Trump's reaction: revenge served cold
Within minutes of the results being announced, Donald Trump unleashed his satisfaction on his Truth Social platform. In one post, he warmly congratulated Julia Letlow, calling her "a fantastic person." Then, in a separate message, he turned his long-simmering fury on Cassidy:
"Bill Cassidy, after falsely using his 'relationship' with me during his political career, and winning Elections because of it, voted to impeach me on preposterous charges that were fake then, and now, are criminally insane! His disloyalty to the man who got him elected is now a part of legend, and it's nice to see that his political career is OVER!"
These words perfectly illustrate Trump's political philosophy: personal loyalty is the supreme value, overriding any institutional or constitutional consideration. For Trump, voting to convict him after January 6 was an act of pure treason that demanded political punishment.
Cassidy, in his concession remarks, responded indirectly but with unmistakable clarity: "Our country is not about one individual. It is about the welfare of all Americans and it is about our Constitution. It is the welfare of my people and my state and my country and our Constitution to which I am loyal."
The bigger picture: Trump tightens his grip on the GOP
Cassidy's defeat is part of a deeper transformation that is fundamentally reshaping the Republican Party. Of the seven senators who voted to convict Trump in 2021, Cassidy was one of the last still facing direct electoral consequences. Several of his colleagues had already chosen not to seek reelection, calculating that a pro-Trump primary was unwinnable.
The message sent to every Republican elected official is unmistakable: crossing Trump, even once, even on a matter of principle, can end a political career. Louisiana is not an isolated case — it is a national signal.

Exercise goal: In the article on Cassidy's defeat, how did Trump describe Julia Letlow in his congratulatory post? The items that come next are drawn from a different source than the article on Cassidy's defeat.

Dataset:

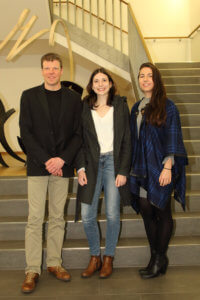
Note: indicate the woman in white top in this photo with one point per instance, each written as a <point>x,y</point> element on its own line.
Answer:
<point>103,163</point>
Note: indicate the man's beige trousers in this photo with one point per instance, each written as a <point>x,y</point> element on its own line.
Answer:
<point>57,188</point>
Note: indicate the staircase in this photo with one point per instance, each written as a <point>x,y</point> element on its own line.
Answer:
<point>183,87</point>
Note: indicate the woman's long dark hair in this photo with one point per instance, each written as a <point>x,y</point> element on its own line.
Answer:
<point>156,110</point>
<point>92,96</point>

Task solution: He called her "a fantastic person."